What the task requires: Could you write out every line of the entries below again, requests included, with each x and y coordinate in the answers multiplied by 1.3 and rounded to a whole number (halves round up)? Leave the pictures out of your answer.

────────────────────

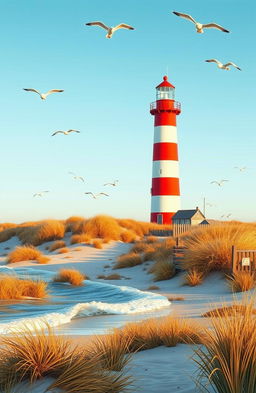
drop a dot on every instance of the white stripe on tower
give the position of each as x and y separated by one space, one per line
165 191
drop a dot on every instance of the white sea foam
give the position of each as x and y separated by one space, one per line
67 302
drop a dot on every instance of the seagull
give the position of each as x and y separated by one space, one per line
243 168
44 95
210 204
40 193
200 26
76 177
111 184
227 216
65 132
219 183
95 196
110 30
223 66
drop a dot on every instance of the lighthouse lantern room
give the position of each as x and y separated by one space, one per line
165 190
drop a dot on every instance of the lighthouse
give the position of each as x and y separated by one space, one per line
165 190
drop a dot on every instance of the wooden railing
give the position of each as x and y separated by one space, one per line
243 260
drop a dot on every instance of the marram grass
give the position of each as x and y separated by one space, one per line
227 361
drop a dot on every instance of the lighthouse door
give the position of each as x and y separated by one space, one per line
159 218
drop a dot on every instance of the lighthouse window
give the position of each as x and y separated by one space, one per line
165 93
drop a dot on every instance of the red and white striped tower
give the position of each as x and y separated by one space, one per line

────────────────────

Task solution:
drop a dot on every instance of the white stripe on tower
give the position of each as x and y separated by one space, one per line
215 248
drop a dot on every instance of the white sea foam
give the position of each as x and y separated by one space, one per line
87 393
drop a dot on every instance of the seagull
give the position of each as x and y separated by one space, one per line
316 218
57 124
273 265
52 251
260 34
99 230
144 239
295 281
85 172
285 238
124 255
143 39
290 86
drop a dot on every instance of the lighthouse lantern room
give the position of each as x and y separated by one space, one per line
215 247
drop a dot on every instance of the lighthouse
give the position of each as x and y separated by one space, one per line
215 247
drop a dot on every instance of the wooden railing
give the position of each as x and y separated by one space, one per line
316 338
drop a dot on every instance of the marram grass
give the position of each as x and y separated by one space, one per line
295 469
drop a dot on every instance of the lighthouse door
give the position of each as x and y separated by one space, one per line
207 283
drop a dot on every instance of the lighthouse window
give the position of each as x and y separated by one space, one per line
215 121
drop a dot on every instance of the red and white striped tower
give the position of each as x and y separated by one space, one per line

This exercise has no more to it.